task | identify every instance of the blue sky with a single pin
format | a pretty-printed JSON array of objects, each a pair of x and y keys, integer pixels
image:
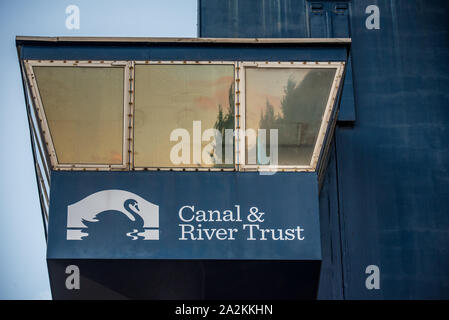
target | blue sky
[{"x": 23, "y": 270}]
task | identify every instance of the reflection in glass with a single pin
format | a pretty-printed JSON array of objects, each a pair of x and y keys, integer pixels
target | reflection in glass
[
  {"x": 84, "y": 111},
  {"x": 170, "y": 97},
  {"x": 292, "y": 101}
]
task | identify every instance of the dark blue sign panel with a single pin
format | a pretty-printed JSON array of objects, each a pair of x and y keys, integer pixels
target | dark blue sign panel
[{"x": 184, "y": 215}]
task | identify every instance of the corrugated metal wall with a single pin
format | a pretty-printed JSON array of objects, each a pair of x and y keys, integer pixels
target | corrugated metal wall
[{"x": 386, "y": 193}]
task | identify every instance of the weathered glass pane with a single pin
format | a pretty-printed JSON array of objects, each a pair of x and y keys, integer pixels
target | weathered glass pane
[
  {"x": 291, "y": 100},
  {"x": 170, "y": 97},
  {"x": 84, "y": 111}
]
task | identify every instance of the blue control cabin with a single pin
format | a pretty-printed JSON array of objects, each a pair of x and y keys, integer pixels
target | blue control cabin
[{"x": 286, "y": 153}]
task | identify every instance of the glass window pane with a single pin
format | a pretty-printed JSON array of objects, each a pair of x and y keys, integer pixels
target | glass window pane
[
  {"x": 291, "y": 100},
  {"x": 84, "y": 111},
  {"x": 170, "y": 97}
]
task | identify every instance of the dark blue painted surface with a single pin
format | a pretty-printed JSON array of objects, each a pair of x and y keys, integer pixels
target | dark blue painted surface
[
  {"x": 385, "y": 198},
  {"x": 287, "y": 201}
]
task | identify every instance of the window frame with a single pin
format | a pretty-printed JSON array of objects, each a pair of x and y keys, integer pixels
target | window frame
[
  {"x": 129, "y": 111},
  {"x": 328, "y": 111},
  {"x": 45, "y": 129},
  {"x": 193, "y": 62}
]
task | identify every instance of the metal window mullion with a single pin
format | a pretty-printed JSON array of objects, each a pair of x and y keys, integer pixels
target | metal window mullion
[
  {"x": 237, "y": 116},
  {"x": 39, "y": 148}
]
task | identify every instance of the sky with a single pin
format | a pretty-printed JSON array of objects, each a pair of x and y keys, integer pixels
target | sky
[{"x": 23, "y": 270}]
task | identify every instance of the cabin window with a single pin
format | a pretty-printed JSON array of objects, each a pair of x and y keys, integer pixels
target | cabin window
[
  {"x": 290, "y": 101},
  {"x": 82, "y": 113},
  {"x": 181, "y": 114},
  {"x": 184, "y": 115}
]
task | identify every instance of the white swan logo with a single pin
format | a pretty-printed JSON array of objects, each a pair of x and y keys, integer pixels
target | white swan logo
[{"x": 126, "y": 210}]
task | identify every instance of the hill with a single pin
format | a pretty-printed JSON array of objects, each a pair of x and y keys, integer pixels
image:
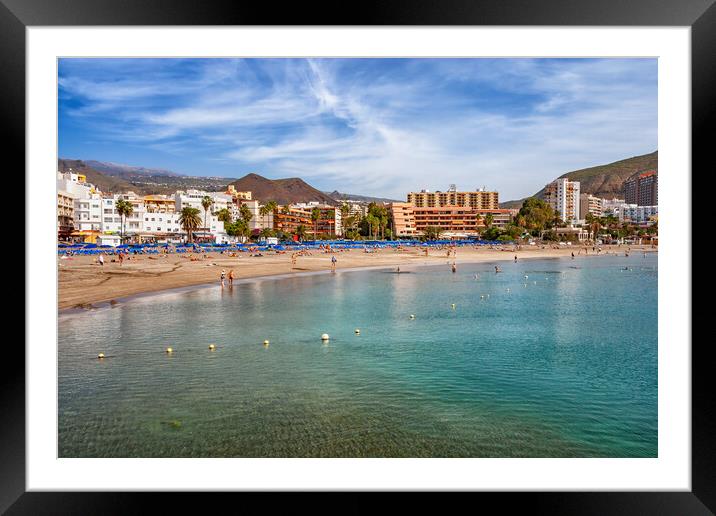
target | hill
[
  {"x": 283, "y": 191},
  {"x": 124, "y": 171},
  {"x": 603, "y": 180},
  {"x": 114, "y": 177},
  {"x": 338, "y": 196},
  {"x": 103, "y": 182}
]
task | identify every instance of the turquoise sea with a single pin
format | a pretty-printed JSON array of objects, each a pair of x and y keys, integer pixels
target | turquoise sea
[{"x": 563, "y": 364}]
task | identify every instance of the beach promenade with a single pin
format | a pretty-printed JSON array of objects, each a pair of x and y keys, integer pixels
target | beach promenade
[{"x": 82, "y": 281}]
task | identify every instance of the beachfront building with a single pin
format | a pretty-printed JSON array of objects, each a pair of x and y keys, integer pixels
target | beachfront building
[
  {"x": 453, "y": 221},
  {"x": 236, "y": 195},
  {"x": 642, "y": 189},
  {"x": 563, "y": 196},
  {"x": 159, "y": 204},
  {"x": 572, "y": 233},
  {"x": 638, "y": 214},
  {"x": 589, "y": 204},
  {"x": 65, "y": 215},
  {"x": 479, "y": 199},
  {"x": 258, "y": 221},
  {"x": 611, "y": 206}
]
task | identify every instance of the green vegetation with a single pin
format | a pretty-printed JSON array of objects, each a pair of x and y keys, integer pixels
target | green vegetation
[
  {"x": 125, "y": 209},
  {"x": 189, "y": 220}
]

...

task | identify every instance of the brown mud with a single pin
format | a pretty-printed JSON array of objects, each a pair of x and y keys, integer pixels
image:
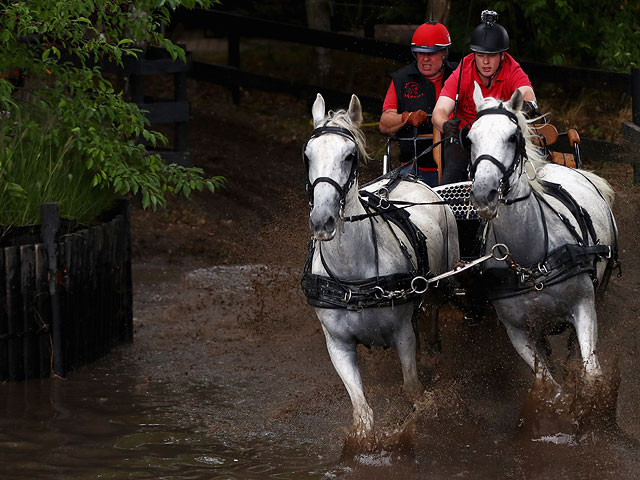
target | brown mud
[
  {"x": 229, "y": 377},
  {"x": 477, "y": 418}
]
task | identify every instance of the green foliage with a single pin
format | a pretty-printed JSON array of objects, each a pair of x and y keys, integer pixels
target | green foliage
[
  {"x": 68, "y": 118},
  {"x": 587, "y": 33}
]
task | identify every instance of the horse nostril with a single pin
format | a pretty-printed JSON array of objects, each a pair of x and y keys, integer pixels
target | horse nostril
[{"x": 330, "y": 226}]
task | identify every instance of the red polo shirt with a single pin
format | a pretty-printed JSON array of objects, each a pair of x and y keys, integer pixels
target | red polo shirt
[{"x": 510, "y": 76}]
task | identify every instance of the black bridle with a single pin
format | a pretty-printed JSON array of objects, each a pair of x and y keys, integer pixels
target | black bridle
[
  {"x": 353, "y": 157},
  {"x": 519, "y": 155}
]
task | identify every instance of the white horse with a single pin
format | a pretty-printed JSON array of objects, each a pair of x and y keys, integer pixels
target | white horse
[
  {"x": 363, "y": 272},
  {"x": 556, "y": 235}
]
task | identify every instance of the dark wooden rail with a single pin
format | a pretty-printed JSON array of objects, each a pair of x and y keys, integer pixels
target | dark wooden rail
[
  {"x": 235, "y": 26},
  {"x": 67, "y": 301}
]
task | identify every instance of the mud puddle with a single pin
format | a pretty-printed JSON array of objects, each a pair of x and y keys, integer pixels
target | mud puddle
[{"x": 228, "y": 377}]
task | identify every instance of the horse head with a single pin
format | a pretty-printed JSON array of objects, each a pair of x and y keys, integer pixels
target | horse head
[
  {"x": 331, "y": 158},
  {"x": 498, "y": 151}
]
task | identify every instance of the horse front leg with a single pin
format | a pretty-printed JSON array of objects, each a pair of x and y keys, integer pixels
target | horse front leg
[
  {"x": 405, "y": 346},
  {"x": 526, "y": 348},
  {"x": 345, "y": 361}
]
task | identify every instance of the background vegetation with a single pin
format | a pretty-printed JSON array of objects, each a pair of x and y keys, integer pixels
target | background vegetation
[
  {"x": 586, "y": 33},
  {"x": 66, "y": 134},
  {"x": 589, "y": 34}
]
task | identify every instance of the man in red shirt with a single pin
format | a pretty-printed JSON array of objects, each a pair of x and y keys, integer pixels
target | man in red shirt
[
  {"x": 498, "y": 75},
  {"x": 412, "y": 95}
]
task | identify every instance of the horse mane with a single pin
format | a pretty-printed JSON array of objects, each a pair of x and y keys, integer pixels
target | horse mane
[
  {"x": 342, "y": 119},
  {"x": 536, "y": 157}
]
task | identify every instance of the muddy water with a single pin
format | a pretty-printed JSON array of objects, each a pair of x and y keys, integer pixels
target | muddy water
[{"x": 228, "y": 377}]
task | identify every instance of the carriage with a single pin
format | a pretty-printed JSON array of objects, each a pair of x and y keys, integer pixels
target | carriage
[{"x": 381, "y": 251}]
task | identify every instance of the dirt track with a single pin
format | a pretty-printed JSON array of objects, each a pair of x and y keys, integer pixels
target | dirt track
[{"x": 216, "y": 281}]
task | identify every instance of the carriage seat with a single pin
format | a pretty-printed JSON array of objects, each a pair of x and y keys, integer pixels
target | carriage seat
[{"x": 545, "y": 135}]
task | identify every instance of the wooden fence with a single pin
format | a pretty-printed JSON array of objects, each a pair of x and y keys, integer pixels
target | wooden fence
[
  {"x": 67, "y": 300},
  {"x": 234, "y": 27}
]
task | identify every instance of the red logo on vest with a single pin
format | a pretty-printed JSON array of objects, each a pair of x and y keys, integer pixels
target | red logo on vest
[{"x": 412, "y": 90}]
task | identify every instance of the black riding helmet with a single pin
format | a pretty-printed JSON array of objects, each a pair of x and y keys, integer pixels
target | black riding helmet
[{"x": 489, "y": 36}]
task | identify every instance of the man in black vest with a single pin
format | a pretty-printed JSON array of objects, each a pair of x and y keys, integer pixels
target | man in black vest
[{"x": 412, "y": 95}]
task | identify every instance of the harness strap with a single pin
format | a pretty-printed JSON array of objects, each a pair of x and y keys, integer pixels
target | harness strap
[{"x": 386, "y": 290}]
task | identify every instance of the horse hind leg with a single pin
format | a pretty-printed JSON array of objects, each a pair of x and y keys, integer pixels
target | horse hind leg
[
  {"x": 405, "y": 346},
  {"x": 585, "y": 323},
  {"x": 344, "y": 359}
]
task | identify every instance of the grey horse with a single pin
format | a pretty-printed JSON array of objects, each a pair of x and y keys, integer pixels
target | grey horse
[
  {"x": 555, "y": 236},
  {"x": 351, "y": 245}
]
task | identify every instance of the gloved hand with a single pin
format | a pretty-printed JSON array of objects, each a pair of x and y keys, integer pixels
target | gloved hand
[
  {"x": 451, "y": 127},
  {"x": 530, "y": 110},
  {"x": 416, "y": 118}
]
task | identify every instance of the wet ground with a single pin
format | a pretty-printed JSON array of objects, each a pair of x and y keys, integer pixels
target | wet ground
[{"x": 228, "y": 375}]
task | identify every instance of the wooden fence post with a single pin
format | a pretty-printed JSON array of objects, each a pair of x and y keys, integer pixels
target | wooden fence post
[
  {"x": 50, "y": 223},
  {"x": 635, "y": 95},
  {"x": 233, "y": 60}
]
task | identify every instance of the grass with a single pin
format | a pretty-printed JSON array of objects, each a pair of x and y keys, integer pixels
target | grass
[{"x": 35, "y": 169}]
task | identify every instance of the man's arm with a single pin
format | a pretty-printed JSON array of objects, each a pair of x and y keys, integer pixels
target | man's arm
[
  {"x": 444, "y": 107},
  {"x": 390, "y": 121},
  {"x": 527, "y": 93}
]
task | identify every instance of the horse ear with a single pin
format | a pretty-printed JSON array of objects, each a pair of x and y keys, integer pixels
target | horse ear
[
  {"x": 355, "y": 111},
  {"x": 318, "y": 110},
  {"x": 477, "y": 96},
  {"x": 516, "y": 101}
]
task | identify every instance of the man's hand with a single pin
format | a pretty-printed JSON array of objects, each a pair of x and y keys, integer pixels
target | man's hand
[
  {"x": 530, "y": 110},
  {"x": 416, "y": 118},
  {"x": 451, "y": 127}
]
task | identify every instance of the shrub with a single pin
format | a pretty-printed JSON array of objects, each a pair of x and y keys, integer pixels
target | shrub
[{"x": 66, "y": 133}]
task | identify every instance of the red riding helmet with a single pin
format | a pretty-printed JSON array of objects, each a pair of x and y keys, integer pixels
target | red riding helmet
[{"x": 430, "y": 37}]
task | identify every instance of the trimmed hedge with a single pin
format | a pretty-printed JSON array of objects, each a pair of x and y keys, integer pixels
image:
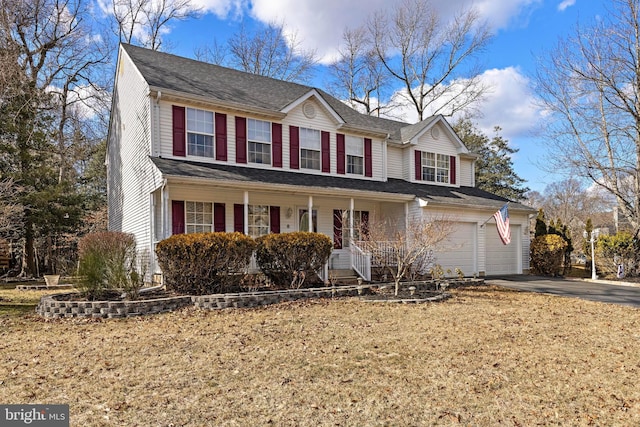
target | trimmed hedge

* **Exercise requirements**:
Lines containing the word "hedge" are to be tallied across the entries above; give only the resulting count.

* **Expected answer**:
2